2013年1月24日木曜日

武器としての文字とことば

暮しの手帖 2世紀2号 1969


花森安治の編集者としての特質の一つに、文章を視覚からとらえていた点があります。できるだけ漢字をすくなくし、誌面を黒っぽく感じさせないよう工夫していました。といっても、それはけっして内容を軽くしたのではなく、漢字を多用することが重苦しい印象をあたえ、読むまえに拒絶されたくなかったからでしょう。どんなに立派な内容も、それが読んでもらえなかったら、文章にたくした役割ははたせません。

花森がこころみた工夫のなかで、これはとおもわれる文章が『暮しの手帖』2世紀2号によせた「国をまもるということ」でした。

「国をまもるということ」掲載面 <くに>が散見できる

この文章は、ぜんたいが397行、7千字たらずのエッセイですが、花森の文字づかいに、きわだった特徴があります。国を意味する文字を、花森は音訓とりまぜて全ぶで75回つかい、そのうち、国と漢字で表記したのが29回、ほかの46回はヤマカギをつけた平かなの<くに>でした。花森は文中、「ここで<くに>というのは、具体的にいうと、政府であり、国会である」と説明しています。

なぜ、そうまでして、<くに>という言葉を、読者に印象づけたかったのか。きっと、わたしたちが漠然とうけとめている国というものを、深く考えてほしかったからでしょう。平和憲法を変えようとするうごきが、日ましに強く高まってきているのを花森は感じており、さきの戦争で、庶民が<くに>からどんな目にあわされたか、思い出させたかったにちがいありません。

花森は、戦争で死んだ人たちやその遺族にくらべ「ぼくなどは問題ではない」としながらも、「学校を出ると、とたんに徴兵検査があって、甲種合格になった。ちょうど日華事変の勃発した年で、入営するとたちまち前線へもっていかれた。(改行)ずいぶん、苦労した。(改行)あげくのはてに、病気になって、傷痍軍人になってやっと帰ってきた」と、じしんの戦争体験をふりかえっています。

■ **作業指示**: 上にある花森安治の文字づかいを論じた文章を、一字も変えずに全文出力してください。

■ **データ行**:

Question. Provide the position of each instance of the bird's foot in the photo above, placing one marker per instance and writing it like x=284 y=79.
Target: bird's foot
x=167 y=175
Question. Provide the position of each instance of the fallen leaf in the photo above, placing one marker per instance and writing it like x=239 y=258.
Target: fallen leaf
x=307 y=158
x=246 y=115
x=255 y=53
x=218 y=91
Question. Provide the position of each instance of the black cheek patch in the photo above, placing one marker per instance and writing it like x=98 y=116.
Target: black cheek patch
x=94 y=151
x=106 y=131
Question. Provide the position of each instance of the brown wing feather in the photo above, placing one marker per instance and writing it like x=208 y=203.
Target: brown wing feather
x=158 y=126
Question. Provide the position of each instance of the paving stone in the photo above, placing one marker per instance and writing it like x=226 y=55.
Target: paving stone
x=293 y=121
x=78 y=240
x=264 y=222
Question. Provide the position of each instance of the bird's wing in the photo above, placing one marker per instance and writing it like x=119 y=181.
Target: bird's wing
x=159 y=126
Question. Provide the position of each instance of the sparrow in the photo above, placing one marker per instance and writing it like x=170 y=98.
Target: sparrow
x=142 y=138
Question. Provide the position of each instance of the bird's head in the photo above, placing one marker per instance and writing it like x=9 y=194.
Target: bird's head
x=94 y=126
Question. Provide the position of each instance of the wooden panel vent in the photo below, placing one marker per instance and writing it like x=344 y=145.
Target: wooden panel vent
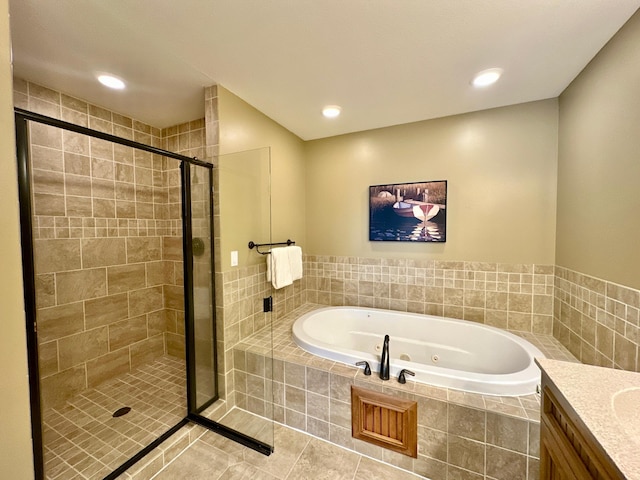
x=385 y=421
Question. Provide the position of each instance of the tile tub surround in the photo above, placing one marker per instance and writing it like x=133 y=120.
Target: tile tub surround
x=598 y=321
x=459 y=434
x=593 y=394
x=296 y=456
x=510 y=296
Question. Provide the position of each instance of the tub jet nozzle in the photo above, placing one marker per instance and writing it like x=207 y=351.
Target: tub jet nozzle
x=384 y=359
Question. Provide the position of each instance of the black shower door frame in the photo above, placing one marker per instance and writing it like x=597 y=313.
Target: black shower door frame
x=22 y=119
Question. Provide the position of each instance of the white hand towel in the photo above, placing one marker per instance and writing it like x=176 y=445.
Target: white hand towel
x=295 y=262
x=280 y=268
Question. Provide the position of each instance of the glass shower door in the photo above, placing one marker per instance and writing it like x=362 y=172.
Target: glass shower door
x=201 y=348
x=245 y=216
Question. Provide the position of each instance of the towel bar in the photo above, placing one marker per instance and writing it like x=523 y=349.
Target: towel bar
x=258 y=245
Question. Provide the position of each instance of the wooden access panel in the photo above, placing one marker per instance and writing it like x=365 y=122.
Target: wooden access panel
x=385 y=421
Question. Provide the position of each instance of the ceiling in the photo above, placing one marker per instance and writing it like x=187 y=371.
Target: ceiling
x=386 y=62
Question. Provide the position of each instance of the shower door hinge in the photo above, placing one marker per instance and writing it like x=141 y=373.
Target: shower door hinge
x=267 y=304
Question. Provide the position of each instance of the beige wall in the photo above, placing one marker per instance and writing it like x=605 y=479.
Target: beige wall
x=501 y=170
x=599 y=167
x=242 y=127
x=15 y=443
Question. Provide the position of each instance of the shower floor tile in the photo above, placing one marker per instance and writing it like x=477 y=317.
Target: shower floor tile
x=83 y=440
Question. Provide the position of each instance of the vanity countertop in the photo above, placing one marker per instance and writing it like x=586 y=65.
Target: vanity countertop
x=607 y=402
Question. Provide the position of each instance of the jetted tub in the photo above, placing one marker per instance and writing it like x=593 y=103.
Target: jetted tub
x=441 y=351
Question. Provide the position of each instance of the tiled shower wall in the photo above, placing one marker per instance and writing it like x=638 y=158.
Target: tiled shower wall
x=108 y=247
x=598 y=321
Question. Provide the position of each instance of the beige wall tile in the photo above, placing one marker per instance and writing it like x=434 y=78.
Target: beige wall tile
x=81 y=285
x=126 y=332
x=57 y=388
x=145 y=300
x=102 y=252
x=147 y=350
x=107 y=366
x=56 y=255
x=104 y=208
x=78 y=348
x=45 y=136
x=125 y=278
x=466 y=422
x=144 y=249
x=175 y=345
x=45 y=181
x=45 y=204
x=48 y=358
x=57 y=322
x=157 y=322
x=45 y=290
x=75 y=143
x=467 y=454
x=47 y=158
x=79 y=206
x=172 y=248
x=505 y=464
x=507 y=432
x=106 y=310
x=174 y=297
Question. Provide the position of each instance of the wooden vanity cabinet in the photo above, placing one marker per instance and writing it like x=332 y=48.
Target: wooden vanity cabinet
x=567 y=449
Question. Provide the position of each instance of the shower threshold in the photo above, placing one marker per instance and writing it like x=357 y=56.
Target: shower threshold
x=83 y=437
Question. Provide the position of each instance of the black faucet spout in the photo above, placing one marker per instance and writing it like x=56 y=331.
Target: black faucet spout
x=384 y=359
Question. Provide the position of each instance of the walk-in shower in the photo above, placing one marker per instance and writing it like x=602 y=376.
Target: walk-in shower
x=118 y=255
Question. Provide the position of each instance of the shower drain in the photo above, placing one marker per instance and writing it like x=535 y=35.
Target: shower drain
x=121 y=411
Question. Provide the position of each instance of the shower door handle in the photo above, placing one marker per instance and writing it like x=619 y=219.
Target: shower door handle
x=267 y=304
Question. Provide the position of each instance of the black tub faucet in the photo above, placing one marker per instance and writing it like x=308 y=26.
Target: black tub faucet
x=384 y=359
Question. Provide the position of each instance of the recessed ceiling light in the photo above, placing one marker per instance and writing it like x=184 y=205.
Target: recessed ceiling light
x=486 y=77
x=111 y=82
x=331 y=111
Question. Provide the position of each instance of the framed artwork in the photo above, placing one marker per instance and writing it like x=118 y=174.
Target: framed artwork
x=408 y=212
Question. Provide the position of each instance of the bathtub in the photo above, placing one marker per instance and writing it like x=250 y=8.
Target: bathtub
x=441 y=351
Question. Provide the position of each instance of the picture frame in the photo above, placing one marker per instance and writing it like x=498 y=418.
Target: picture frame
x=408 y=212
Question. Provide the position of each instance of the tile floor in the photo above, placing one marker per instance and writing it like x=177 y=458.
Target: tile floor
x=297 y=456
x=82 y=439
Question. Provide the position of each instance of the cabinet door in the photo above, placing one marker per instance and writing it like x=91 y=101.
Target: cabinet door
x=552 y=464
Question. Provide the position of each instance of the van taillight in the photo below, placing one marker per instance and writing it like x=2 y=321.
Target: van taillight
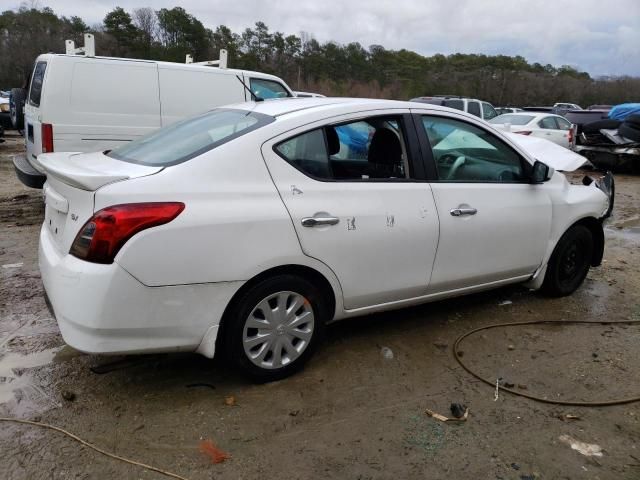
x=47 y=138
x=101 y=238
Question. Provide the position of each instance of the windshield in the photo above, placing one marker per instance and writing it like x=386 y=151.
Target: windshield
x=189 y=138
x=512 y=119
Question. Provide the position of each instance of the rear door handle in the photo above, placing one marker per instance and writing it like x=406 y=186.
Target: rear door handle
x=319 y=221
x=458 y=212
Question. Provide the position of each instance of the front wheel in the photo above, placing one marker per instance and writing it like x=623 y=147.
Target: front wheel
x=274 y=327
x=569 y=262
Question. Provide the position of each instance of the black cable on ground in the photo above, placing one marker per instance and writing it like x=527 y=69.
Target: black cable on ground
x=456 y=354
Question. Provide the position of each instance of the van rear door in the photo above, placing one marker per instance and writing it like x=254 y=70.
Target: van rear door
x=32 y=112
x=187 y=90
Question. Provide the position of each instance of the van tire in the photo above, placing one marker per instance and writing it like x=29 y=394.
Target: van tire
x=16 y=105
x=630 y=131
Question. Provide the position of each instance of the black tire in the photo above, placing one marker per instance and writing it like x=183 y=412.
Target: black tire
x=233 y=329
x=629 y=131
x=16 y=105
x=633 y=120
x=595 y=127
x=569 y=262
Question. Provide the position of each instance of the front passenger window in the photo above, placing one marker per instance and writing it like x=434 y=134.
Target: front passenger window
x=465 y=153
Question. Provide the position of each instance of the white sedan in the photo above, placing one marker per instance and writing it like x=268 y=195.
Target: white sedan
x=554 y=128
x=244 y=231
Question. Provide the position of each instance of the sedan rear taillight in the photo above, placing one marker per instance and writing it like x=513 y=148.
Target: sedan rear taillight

■ **想定解答**:
2013年1月24日木曜日

武器としての文字とことば

暮しの手帖 2世紀2号 1969


花森安治の編集者としての特質の一つに、文章を視覚からとらえていた点があります。できるだけ漢字をすくなくし、誌面を黒っぽく感じさせないよう工夫していました。といっても、それはけっして内容を軽くしたのではなく、漢字を多用することが重苦しい印象をあたえ、読むまえに拒絶されたくなかったからでしょう。どんなに立派な内容も、それが読んでもらえなかったら、文章にたくした役割ははたせません。

花森がこころみた工夫のなかで、これはとおもわれる文章が『暮しの手帖』2世紀2号によせた「国をまもるということ」でした。

「国をまもるということ」掲載面 <くに>が散見できる

この文章は、ぜんたいが397行、7千字たらずのエッセイですが、花森の文字づかいに、きわだった特徴があります。国を意味する文字を、花森は音訓とりまぜて全ぶで75回つかい、そのうち、国と漢字で表記したのが29回、ほかの46回はヤマカギをつけた平かなの<くに>でした。花森は文中、「ここで<くに>というのは、具体的にいうと、政府であり、国会である」と説明しています。

なぜ、そうまでして、<くに>という言葉を、読者に印象づけたかったのか。きっと、わたしたちが漠然とうけとめている国というものを、深く考えてほしかったからでしょう。平和憲法を変えようとするうごきが、日ましに強く高まってきているのを花森は感じており、さきの戦争で、庶民が<くに>からどんな目にあわされたか、思い出させたかったにちがいありません。

花森は、戦争で死んだ人たちやその遺族にくらべ「ぼくなどは問題ではない」としながらも、「学校を出ると、とたんに徴兵検査があって、甲種合格になった。ちょうど日華事変の勃発した年で、入営するとたちまち前線へもっていかれた。(改行)ずいぶん、苦労した。(改行)あげくのはてに、病気になって、傷痍軍人になってやっと帰ってきた」と、じしんの戦争体験をふりかえっています。